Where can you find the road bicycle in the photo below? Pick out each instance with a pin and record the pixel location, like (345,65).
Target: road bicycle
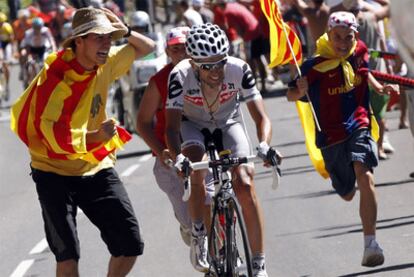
(229,248)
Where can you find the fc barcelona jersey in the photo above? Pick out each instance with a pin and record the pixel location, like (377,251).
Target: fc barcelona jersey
(340,112)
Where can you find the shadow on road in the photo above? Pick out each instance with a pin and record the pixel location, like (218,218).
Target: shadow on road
(355,226)
(383,269)
(359,230)
(133,154)
(386,184)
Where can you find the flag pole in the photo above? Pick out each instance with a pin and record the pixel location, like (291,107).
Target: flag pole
(299,73)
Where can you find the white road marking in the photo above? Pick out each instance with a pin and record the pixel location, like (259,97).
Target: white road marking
(39,248)
(22,268)
(127,172)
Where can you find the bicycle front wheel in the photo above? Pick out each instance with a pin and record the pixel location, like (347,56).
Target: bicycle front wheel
(229,248)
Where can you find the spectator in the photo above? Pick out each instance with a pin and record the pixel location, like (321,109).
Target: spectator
(338,89)
(206,13)
(237,16)
(187,16)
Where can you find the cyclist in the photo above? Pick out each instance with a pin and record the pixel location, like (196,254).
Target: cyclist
(151,127)
(6,41)
(203,94)
(37,41)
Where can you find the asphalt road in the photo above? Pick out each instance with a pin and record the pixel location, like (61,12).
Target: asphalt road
(309,230)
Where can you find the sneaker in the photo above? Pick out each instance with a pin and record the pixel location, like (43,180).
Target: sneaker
(259,270)
(198,253)
(373,255)
(185,234)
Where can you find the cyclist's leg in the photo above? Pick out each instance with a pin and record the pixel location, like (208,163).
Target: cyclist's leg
(235,139)
(169,182)
(193,148)
(7,59)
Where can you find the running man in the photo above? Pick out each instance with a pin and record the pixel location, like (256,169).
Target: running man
(336,80)
(61,118)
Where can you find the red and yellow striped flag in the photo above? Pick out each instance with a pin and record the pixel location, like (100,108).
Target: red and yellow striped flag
(280,52)
(52,115)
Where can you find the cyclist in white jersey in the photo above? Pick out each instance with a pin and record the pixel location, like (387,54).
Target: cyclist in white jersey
(204,94)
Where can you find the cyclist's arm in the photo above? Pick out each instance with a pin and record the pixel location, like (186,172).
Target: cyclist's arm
(150,103)
(51,40)
(172,130)
(261,120)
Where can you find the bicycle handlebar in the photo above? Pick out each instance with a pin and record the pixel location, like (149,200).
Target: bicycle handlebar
(227,162)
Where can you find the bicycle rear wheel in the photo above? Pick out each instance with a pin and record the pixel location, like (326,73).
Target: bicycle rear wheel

## Task objective
Please print, unchanged, the part of the material that opens with the line containing "Where can you find the bicycle handlebar" and runs through the end of the material.

## Task output
Where can you find the bicycle handlebar in the photo above? Pick out each instance with a pin and record the pixel location, like (149,200).
Target: bicycle handlebar
(227,162)
Where can you find the bicycle rear wheel in the photo above? Pick out each instance with a pin and record the pixel location, like (326,73).
Target: bicycle rear wheel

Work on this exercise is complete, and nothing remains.